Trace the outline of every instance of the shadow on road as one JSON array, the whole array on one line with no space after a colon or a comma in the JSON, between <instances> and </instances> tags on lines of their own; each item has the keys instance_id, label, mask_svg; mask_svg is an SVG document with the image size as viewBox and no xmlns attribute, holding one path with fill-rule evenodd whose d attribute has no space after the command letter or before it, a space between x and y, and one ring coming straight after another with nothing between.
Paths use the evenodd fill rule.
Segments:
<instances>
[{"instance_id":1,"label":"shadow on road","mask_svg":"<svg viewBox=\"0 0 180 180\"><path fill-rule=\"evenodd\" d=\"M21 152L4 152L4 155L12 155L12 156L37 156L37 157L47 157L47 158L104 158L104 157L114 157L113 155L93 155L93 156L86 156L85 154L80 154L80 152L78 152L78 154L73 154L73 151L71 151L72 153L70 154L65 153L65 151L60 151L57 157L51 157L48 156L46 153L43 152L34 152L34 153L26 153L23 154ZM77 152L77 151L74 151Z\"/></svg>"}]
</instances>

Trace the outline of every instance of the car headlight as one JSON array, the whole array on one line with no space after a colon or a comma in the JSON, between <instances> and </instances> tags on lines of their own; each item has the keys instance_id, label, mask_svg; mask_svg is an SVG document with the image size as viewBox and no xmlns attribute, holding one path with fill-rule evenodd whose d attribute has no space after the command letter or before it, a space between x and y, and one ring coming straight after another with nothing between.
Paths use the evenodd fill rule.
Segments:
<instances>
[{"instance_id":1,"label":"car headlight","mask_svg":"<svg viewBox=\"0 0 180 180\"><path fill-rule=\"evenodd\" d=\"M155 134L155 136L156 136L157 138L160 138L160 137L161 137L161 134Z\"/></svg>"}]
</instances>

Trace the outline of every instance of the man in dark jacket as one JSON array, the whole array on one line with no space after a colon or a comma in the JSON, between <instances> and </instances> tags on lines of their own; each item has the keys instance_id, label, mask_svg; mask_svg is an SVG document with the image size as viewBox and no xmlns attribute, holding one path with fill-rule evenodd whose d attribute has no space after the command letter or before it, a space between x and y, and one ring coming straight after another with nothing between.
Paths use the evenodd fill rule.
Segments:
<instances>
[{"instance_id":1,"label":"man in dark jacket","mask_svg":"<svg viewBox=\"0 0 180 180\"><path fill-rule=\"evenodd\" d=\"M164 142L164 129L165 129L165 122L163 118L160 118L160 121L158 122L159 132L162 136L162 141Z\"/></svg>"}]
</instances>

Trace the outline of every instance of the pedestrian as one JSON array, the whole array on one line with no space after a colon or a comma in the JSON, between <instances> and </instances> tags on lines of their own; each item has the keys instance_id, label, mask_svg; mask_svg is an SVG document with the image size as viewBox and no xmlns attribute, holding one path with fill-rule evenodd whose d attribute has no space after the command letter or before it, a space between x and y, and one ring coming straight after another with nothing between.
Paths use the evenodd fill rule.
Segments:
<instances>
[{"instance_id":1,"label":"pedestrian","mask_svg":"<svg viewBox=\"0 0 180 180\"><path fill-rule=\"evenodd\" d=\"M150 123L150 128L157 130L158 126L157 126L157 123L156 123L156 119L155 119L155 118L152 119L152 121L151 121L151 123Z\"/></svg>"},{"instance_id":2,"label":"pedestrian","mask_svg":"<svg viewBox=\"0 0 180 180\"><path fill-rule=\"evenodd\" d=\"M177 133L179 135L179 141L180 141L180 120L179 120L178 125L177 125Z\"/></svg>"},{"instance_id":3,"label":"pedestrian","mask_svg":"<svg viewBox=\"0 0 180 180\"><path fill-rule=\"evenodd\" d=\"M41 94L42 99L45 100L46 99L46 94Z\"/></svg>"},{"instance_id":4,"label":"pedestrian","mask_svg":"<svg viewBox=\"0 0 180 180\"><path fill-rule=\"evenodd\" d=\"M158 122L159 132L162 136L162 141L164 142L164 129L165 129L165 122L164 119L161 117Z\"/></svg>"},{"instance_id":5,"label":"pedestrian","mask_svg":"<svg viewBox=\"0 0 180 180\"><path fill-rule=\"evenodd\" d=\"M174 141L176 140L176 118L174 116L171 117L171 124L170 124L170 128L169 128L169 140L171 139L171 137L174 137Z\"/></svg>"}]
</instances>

┄┄┄┄┄┄

→ **Brief**
Once you have read the records above, set each one down again exactly.

→ **Result of this exercise**
Trace the outline of every instance of the shadow on road as one JSON array, the whole array on one line with no space after a colon or a comma in the JSON, between <instances> and </instances> tags on lines of their own; each item has the keys instance_id, label, mask_svg; mask_svg is an SVG document with the image size as viewBox and no xmlns attribute, holding one path with fill-rule evenodd whose d attribute has no space after the command letter or before it, a space between x and y, and one ring coming straight after another with nothing between.
Paths use the evenodd fill rule.
Segments:
<instances>
[{"instance_id":1,"label":"shadow on road","mask_svg":"<svg viewBox=\"0 0 180 180\"><path fill-rule=\"evenodd\" d=\"M21 152L4 152L4 155L12 155L12 156L37 156L37 157L47 157L47 158L104 158L104 157L114 157L113 155L93 155L93 156L86 156L85 154L80 154L80 152L78 152L78 154L73 154L73 151L71 151L72 153L70 154L65 153L65 151L60 151L57 157L51 157L48 156L46 153L43 152L34 152L34 153L26 153L23 154ZM77 152L77 151L74 151Z\"/></svg>"}]
</instances>

Trace the outline of every instance of the car headlight as one JSON array, the whole array on one line with no space after a colon or a comma in the JSON, between <instances> and </instances> tags on lines of their own; each item has the keys instance_id, label, mask_svg; mask_svg is an SVG document with the image size as viewBox and no xmlns attribute, holding one path with fill-rule evenodd whose d attribute has no space after the command letter or before it, a space between x and y, and one ring coming straight after another with nothing between.
Paths use the evenodd fill rule.
Segments:
<instances>
[{"instance_id":1,"label":"car headlight","mask_svg":"<svg viewBox=\"0 0 180 180\"><path fill-rule=\"evenodd\" d=\"M155 134L155 136L156 136L157 138L160 138L160 137L161 137L161 134Z\"/></svg>"}]
</instances>

Trace the outline of every instance of the man in dark jacket as one JSON array, the whole array on one line with no space after a colon or a comma in the JSON, between <instances> and </instances> tags on lines of their own; each item has the keys instance_id, label, mask_svg; mask_svg is an SVG document with the image size as viewBox and no xmlns attribute, holding one path with fill-rule evenodd whose d attribute has no space after the command letter or before it, a space between x and y, and one ring coming straight after another with nothing between.
Paths use the evenodd fill rule.
Segments:
<instances>
[{"instance_id":1,"label":"man in dark jacket","mask_svg":"<svg viewBox=\"0 0 180 180\"><path fill-rule=\"evenodd\" d=\"M164 142L164 129L165 129L165 122L163 118L160 118L160 121L158 122L159 132L162 136L162 141Z\"/></svg>"}]
</instances>

Trace the outline of every instance of the pedestrian as one JSON array, the whole array on one line with no space after a colon or a comma in the JSON, between <instances> and </instances> tags on lines of their own; each item has the keys instance_id, label, mask_svg; mask_svg is an SVG document with the image size as viewBox and no xmlns attribute, holding one path with fill-rule evenodd whose d attribute has no space after the command letter or before it, a space between x and y, and one ring coming straight after another with nothing between.
Paths use the evenodd fill rule.
Segments:
<instances>
[{"instance_id":1,"label":"pedestrian","mask_svg":"<svg viewBox=\"0 0 180 180\"><path fill-rule=\"evenodd\" d=\"M150 123L150 128L157 130L158 126L157 126L157 123L156 123L156 119L155 119L155 118L152 119L152 121L151 121L151 123Z\"/></svg>"},{"instance_id":2,"label":"pedestrian","mask_svg":"<svg viewBox=\"0 0 180 180\"><path fill-rule=\"evenodd\" d=\"M177 133L179 135L179 141L180 141L180 120L179 120L178 125L177 125Z\"/></svg>"},{"instance_id":3,"label":"pedestrian","mask_svg":"<svg viewBox=\"0 0 180 180\"><path fill-rule=\"evenodd\" d=\"M41 94L42 99L45 100L46 99L46 94Z\"/></svg>"},{"instance_id":4,"label":"pedestrian","mask_svg":"<svg viewBox=\"0 0 180 180\"><path fill-rule=\"evenodd\" d=\"M158 122L159 132L162 136L162 141L164 142L164 129L165 129L165 122L164 119L161 117Z\"/></svg>"},{"instance_id":5,"label":"pedestrian","mask_svg":"<svg viewBox=\"0 0 180 180\"><path fill-rule=\"evenodd\" d=\"M174 141L176 140L176 118L174 116L171 117L171 124L170 124L170 128L169 128L169 140L171 139L171 137L174 137Z\"/></svg>"}]
</instances>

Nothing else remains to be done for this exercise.